Starting at the line that contains "foot on this basis." and continuing through the end of the material, write those lines out again with "keypoint" changed to "landmark" and everything else kept the same. Leave the pictures out.

Entries from a point annotation set:
— START —

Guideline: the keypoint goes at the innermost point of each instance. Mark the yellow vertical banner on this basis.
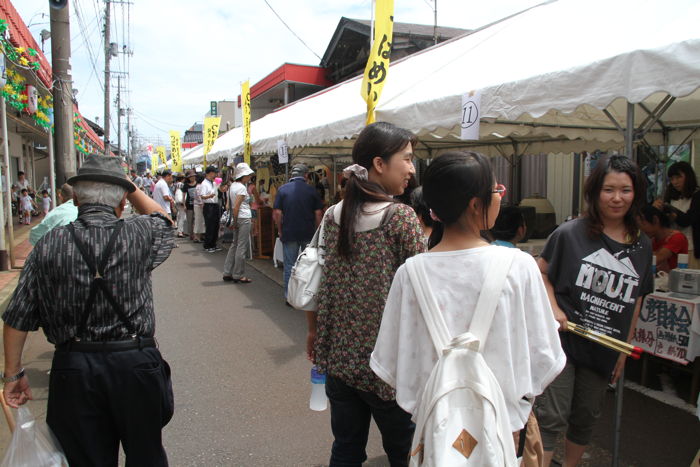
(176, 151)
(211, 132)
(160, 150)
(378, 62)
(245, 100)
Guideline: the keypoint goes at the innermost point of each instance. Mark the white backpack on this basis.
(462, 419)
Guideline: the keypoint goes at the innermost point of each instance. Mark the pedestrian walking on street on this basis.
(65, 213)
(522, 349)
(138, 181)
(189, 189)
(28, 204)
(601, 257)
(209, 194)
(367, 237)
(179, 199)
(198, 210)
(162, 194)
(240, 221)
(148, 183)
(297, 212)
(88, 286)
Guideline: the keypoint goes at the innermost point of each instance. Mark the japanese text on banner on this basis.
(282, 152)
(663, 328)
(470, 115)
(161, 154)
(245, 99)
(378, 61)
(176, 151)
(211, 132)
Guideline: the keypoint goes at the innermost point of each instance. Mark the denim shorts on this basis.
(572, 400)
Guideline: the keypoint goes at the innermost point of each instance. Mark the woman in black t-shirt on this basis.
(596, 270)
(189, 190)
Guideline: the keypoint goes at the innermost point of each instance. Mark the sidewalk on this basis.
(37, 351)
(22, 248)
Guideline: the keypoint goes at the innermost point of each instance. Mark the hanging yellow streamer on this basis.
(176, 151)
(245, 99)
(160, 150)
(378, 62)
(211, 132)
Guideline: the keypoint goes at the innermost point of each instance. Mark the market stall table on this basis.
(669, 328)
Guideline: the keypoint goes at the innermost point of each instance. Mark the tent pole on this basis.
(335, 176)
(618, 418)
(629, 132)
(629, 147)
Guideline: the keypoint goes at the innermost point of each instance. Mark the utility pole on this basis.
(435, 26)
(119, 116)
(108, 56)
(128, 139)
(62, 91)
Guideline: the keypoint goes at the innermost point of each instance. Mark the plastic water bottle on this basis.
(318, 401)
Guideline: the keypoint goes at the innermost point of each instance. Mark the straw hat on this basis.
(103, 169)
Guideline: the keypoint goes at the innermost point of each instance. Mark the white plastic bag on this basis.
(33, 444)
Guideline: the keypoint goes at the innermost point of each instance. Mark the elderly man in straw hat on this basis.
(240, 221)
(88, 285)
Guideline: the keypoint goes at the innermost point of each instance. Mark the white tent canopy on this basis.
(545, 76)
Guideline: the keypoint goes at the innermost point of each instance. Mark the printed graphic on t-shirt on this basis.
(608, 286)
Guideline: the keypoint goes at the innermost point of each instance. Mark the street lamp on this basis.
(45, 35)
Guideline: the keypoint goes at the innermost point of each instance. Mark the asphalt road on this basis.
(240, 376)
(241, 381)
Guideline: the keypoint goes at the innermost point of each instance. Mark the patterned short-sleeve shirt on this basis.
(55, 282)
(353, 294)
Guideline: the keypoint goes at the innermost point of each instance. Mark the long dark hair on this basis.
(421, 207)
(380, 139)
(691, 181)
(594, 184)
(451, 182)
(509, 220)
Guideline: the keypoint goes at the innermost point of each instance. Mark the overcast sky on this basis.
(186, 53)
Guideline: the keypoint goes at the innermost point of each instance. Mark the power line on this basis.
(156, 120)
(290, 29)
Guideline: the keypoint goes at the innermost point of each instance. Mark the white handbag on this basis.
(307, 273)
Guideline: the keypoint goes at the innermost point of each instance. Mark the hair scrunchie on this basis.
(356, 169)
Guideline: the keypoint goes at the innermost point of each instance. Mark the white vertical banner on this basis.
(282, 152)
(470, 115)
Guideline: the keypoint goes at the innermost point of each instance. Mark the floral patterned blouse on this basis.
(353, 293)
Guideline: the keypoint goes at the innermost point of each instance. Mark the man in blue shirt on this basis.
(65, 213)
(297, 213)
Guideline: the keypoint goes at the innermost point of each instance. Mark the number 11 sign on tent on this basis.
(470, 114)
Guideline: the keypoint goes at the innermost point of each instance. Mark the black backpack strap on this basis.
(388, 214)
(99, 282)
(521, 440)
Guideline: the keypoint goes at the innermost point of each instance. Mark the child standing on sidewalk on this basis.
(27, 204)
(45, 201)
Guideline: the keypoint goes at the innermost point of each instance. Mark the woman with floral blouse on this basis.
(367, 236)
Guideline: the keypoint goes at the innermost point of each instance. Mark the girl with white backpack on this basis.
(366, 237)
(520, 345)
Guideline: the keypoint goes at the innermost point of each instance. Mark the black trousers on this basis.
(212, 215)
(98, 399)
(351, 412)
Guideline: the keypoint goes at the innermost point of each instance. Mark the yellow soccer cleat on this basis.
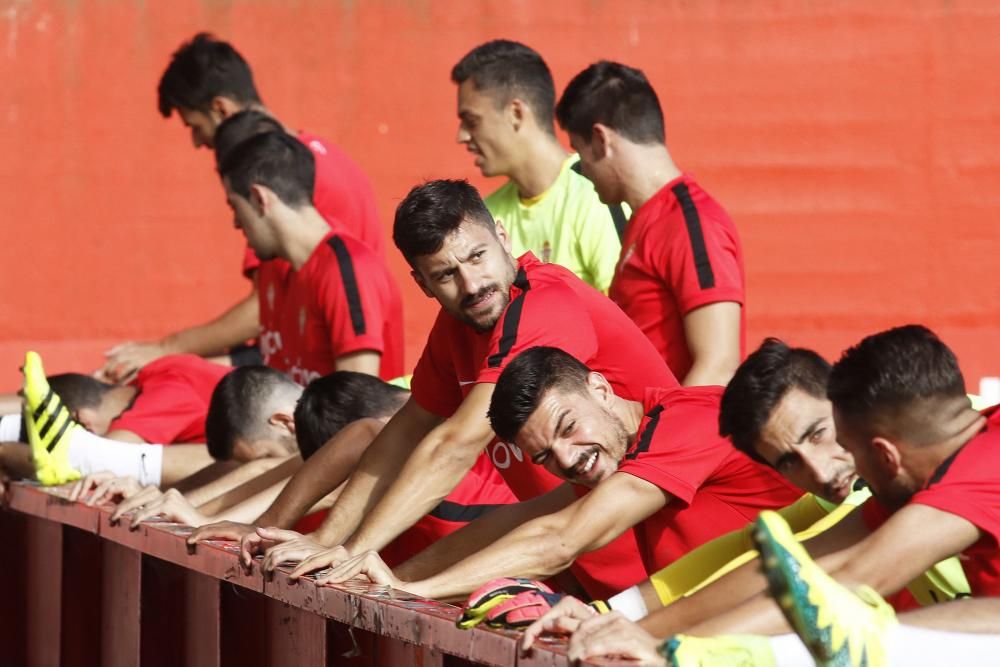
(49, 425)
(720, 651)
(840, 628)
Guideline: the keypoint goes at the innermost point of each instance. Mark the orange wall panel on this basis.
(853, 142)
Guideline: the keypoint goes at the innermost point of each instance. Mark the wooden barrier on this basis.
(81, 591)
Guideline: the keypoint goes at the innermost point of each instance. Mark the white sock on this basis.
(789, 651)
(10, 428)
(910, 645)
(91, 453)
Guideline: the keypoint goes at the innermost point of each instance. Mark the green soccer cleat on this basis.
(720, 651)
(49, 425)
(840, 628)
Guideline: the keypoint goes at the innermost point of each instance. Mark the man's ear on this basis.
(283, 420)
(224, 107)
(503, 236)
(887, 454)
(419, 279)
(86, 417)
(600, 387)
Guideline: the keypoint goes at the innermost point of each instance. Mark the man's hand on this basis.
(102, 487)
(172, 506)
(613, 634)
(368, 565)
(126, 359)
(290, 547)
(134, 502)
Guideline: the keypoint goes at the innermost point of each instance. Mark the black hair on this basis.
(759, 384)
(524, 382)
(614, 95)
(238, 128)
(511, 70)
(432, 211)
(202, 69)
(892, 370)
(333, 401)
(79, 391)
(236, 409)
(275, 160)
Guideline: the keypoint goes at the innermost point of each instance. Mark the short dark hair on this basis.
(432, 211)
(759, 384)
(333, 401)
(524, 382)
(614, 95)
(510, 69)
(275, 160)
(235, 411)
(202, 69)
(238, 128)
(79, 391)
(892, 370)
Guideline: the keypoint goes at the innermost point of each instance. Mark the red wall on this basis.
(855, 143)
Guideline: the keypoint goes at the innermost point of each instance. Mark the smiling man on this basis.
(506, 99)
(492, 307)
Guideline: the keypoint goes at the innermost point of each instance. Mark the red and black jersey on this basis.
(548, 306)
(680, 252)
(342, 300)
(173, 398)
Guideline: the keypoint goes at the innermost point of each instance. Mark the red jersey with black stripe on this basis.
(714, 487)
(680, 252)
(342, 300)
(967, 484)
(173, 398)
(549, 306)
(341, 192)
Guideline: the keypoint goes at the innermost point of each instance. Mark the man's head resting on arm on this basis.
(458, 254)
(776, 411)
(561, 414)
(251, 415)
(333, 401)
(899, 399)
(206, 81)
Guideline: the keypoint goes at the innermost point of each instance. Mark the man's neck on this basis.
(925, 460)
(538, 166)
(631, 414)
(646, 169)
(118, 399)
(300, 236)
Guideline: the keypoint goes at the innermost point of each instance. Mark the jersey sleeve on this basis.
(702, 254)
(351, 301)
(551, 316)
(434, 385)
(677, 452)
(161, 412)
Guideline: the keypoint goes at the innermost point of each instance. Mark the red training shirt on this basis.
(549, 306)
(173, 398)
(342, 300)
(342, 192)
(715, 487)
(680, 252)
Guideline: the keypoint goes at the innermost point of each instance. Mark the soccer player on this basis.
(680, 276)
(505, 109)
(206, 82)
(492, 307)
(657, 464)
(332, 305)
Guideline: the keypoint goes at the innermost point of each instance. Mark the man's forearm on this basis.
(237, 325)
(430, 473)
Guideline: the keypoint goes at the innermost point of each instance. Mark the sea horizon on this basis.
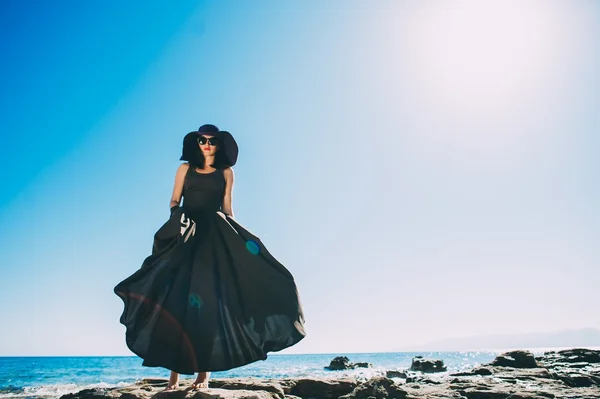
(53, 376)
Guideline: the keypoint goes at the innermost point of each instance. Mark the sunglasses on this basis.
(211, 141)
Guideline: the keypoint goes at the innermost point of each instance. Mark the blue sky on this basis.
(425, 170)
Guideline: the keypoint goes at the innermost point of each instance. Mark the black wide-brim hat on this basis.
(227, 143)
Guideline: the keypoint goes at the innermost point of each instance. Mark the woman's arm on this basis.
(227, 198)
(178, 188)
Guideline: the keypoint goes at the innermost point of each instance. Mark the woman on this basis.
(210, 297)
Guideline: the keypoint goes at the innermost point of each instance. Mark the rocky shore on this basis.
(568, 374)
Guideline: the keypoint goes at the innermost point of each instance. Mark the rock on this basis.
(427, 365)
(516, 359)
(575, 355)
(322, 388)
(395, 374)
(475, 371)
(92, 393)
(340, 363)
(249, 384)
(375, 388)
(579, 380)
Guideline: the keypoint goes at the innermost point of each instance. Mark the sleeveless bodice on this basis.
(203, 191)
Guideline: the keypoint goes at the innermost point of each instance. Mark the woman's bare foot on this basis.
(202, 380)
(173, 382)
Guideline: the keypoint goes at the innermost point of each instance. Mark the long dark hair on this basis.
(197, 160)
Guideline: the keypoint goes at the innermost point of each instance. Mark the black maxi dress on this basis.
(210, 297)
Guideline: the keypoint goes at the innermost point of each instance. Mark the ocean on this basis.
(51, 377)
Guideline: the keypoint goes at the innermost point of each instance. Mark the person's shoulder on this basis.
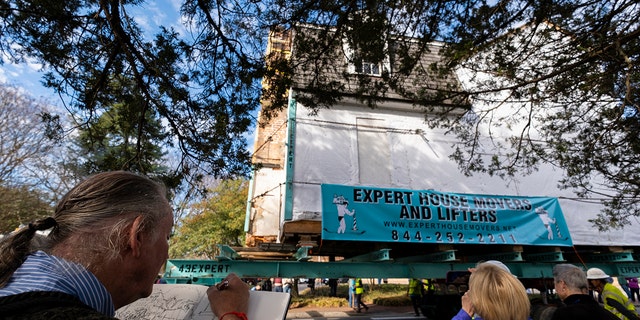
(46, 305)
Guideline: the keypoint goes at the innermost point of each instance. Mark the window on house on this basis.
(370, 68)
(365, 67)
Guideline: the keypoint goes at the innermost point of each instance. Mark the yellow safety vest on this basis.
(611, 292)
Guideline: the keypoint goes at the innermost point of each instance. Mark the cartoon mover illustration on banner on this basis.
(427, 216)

— END —

» **Solution**:
Guideline: the landmark goes at the innermost point of each instance. Mark the woman's bare foot on this basis.
(202, 380)
(173, 382)
Guideline: the landmark goes at the innermost point of each instance. Mark the long dark hair on this basis.
(197, 160)
Guideline: the landmark goes at the innermost point of each instance. Mark the black maxi dress on this basis.
(210, 297)
Guideline: the landmark goes at the innermost point of each instance. Mark the ocean on this basis.
(51, 377)
Guideline: the landmark goes at the innermost point of each instance. Mark the person's shoulder on this basis.
(46, 305)
Guideline: the landmark goes at the innermost point of each instance. Mark the window on house on this basis.
(370, 68)
(365, 67)
Guideline: the landmark goes at the innermost point of each instance. Mark the yellow safety vest on this basis.
(611, 292)
Guideline: the landmark goes at the innermost point of each instance. Mark the cartoon mover illustration on banner on this basis.
(427, 216)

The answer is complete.